- **Task**
Can you give the part of the article on Ebola in survivors' semen that opens with the words containing "The surprising news" and closes with "to the report." again, changing "semen samples" to "sperm samples"?

- **Quoted passage**

Content starts

Ebola Can Stay In Survivors' Semen Way Longer Than Expected

“With this study, we now know that virus may persist for a year or longer.”

01/09/2016 3:43 AM AEST
Murphy /CDC via Getty Images
A study of Ebola survivors in Liberia has revealed that the virus can stay in some men's semen for over a year. 

A study of Ebola survivors in Liberia has revealed that some men can remain carriers of the deadly virus for more than a year and a half after their recovery ― not months, as previously believed.

The surprising news was published in Lancet Global Health this week following a study of semen samples taken from 466 Ebola survivors enrolled in Liberia’s Men’s Health Screening Program.

Of those samples, 38 of them tested positive for the virus at least 12 months after the provider recovered from the disease. Most of these men were older than 40 years old, according to the report.

One patient’s sample returned positive for the virus 565 days after he recovered.

“Before this outbreak, scientists believed that Ebola virus could be found in semen for three months after recovery,” stated Dr. Moses Soka of the Liberian Ministry of Health, who helped conduct the research. “With this study, we now know that virus may persist for a year or longer.”

Though those who tested positive had “only a small amount” of the virus in their semen, researchers warned in their report that “even low levels of [the] virus can result in transmission.”

Officials discovered sexual contact could possibly spread the virus back in March 2015, the Centers for Disease Control and Prevention, which works in collaboration with the MHSP and other health groups, stated in a release Tuesday.

A woman in Monrovia, Liberia, died after becoming infected by the virus, despite Liberia being declared Ebola-free at the time. It was later determined that her only contact with the virus was through an Ebola survivor with whom she had unprotected sex. That man’s semen was tested and found positive for the virus, 199 days after he first became ill. 

The CDC noted that there’s no way to tell whether the virus in a positive sample is live and capable of spreading disease. Still, health officials recommend that men continue using protection during sex.

After they provide two negative samples over two months, men “graduate” from Liberia’s MHSP’s program. In addition to discovering more about the virus, the MHSP has made significant milestones when it comes to educating Liberia’s public about safe sex, CDC officials say.

Since the program’s inception, nearly 75 percent of participating Ebola survivors who initially said they didn’t use condoms during sex now say that they do.

CDC Director Tom Frieden applauded the program’s all-around work.

“This program provides important insights into how long Ebola remains in semen, a key component to preventing flare-ups of the disease and protecting survivors and their loved ones,” he stated in a release. “It also shows how investments in public health capacity can save lives.”

There are still many questions that remain unanswered as studies are in their early phases, the Lancet Global Health report notes.

One specific question researchers have is whether experimental antiviral drugs — ones that have been proven to fight Ebola — can accelerate the virus’ removal from the semen and other bodily fluids.

Content ends

- **Stored data entries**
Content starts

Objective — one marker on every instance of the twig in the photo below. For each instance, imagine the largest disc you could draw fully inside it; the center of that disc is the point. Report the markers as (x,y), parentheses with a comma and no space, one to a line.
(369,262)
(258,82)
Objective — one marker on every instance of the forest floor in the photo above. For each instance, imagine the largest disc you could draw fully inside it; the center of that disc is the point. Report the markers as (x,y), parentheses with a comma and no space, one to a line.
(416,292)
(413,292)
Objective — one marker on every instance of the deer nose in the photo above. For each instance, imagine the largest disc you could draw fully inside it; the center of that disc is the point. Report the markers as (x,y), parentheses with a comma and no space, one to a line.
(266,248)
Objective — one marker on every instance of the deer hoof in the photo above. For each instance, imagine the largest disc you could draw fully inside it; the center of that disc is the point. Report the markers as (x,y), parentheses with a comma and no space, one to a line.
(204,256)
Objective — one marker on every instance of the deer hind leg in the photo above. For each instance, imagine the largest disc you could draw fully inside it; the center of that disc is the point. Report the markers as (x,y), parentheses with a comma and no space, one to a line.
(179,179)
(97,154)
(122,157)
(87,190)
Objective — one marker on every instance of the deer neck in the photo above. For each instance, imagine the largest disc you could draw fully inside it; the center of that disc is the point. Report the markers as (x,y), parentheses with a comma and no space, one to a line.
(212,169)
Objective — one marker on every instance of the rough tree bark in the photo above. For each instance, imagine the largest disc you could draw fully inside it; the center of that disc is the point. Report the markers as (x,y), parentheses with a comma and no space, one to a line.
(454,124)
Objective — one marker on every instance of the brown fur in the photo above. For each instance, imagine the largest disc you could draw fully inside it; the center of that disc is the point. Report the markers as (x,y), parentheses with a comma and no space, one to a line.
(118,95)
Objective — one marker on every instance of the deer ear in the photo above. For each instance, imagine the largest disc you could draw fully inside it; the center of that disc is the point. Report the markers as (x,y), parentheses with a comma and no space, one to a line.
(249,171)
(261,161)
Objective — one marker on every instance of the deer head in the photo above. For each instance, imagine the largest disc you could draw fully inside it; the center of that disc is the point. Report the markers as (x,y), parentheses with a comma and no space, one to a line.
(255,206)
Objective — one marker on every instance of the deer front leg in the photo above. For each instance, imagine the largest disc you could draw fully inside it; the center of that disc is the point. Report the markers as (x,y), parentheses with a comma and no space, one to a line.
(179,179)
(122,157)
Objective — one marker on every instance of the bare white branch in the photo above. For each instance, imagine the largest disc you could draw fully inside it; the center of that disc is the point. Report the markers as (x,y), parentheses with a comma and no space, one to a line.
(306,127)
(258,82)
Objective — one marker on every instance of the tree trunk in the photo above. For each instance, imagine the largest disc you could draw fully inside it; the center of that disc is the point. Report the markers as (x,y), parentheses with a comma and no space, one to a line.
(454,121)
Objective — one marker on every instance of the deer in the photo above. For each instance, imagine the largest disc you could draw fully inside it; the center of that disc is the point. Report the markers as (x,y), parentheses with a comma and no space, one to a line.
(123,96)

Content ends

- **Solution to this task**
The surprising news was published in Lancet Global Health this week following a study of sperm samples taken from 466 Ebola survivors enrolled in Liberia’s Men’s Health Screening Program.

Of those samples, 38 of them tested positive for the virus at least 12 months after the provider recovered from the disease. Most of these men were older than 40 years old, according to the report.